The problem: Copy out the entries below, switching every "Annotate" to "Label" and leaving everything else unchanged. Omit the pictures from your answer.

Extracted records:

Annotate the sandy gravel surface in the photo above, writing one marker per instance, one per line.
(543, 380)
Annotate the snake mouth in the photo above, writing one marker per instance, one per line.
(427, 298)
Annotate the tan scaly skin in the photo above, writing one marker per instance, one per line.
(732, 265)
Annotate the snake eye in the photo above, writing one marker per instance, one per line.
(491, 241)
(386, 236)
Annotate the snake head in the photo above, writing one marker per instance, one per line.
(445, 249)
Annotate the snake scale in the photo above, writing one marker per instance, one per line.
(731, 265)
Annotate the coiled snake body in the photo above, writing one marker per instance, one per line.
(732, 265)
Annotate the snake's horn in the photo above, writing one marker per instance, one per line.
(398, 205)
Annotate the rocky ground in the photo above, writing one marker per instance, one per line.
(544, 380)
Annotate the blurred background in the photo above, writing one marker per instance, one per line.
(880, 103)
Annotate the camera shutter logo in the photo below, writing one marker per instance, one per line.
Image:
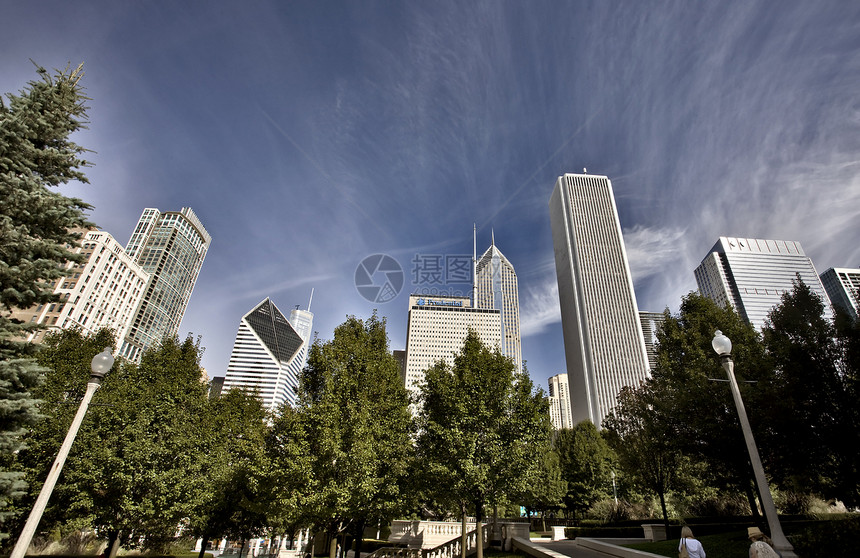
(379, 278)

Reply:
Label the sandy gravel surface in the photo above, writing one marker per instance, one per line.
(543, 380)
Label the snake mouth in the photo above, writing one marker per instance, one per line.
(427, 298)
Label the tan scaly skin in the photo above, writing one marker per instance, one per line.
(732, 265)
Label the snake eye in the photo above, writing one marker per instance, one per line.
(491, 241)
(386, 236)
Label the snake head in the photo above, writing one marker per instance, one per line.
(445, 249)
Label the snake scale in the photo above, writing one marker per instance, one per line.
(731, 265)
Label the coiled snake body in the photo above, writing one marker per instance, one per line.
(732, 265)
Label the snake's horn in the photo above, writing one marker per instance, one per line.
(398, 205)
Label the rocky ground in the photo above, writing one marker per instance, one per line.
(544, 380)
Label the blurred background in the photo above, writing one marker per instance, one per line.
(880, 103)
Label the camera shutter logo in the photo below, writing one marker per instance, one per line.
Image:
(379, 278)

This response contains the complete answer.